Molnar1 has presented a detailed case for his proposal that the Magi's star, or star of Bethlehem of the New Testament gospel of St. Matthew2, may be identified with a pair of astrologically significant lunar occultations of Jupiter in Aries on 6 BC March 20 and April 17. Here, we report the identification of further contemporary astronomical events, a pair of occultations of Saturn in Pisces, which may be capable of astrological interpretation as ``omens'' supporting Molnar's hypothesis. We also show that Molnar's model horoscope for the birth of Christ requires a remarkably rare set of circumstances.

Molnar's argument depends not just on the fact of an occultation of Jupiter (which is a relatively common occurrence), or even on a pair of occultations, but on the astrological interpretation of the first occultation being within the terms of Jupiter in Aries--a technical terminology meaning that Jupiter's precise position within Aries amplified its own influence and especially the powerful influence of an occultation. The presence of Mars in Aries was a further a priori requirement for his identification. Aries was traditionally associated with Judaea and surrounding areas, according to the Tetrabiblos of Claudius Ptolemy (see ref. 1). The presence of an astrological device, the Lot of Fortune, in the same part of the zodiac as the first occultation is also crucial to his identification of these events as the Magian star. He showed that similar horoscopes in the Magian or Chaldaean system had been described in ancient times for Roman emperors such as Augustus, Tiberius, and Hadrian.

Molnar's suggested identification of the star of Bethlehem also fits a circumstance described by St. Matthew: the Magi came to Judaea believing that a king had been born, but Herod's advisors, who did not practise astrology, had not seen the portent because it took place at a time when it would have been invisible, and would therefore have been known only to astrologers. Molnar proposed a new interpretation of the account of the Magi seeing the star ``in the east,'' a phrase that has had many suggested interpretations but which can be read in its astrological meaning ``at the rising''. But the Greek phrase could be a common ancient mistake for the technical term meaning ``at heliacal rising'' or rising with the Sun. Finally, Molnar observed that the second occultation, although it did not take place in the terms of Jupiter in Aries, nevertheless would have provided a confirming omen to the Magi because it took place in the general direction of Bethlehem as seen from their location in Jerusalem.

************

◆ **Set tasks**
A. Transcribe the star of Bethlehem passage word for word, everything from "Molnar1 has presented" down to "set of circumstances.".
B. List the Roman emperors named in the star of Bethlehem passage.
The items that follow have no connection to the star of Bethlehem passage.

************

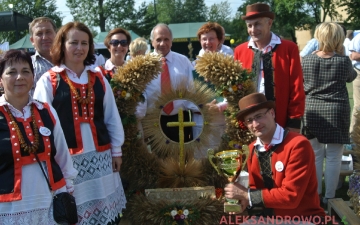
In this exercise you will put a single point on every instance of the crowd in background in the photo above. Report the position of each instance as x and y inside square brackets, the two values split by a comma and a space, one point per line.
[63, 91]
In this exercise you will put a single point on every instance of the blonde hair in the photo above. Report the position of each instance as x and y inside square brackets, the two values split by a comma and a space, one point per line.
[138, 47]
[330, 37]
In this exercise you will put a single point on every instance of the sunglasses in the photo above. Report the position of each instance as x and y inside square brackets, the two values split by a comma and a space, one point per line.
[116, 43]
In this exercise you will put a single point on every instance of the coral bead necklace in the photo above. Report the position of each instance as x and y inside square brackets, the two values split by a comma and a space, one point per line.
[30, 148]
[76, 94]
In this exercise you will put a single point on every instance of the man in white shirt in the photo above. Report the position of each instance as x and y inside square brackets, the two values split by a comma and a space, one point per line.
[42, 34]
[180, 69]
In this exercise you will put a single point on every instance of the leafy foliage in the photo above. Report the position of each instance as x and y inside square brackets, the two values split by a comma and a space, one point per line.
[352, 8]
[105, 14]
[142, 21]
[31, 8]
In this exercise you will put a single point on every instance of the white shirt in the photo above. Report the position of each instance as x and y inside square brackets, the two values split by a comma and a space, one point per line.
[41, 66]
[44, 93]
[180, 69]
[274, 41]
[226, 50]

************

◆ **Task-by-task outputs**
A.
Molnar1 has presented a detailed case for his proposal that the Magi's star, or star of Bethlehem of the New Testament gospel of St. Matthew2, may be identified with a pair of astrologically significant lunar occultations of Jupiter in Aries on 6 BC March 20 and April 17. Here, we report the identification of further contemporary astronomical events, a pair of occultations of Saturn in Pisces, which may be capable of astrological interpretation as ``omens'' supporting Molnar's hypothesis. We also show that Molnar's model horoscope for the birth of Christ requires a remarkably rare set of circumstances.

B. Augustus, Tiberius, Hadrian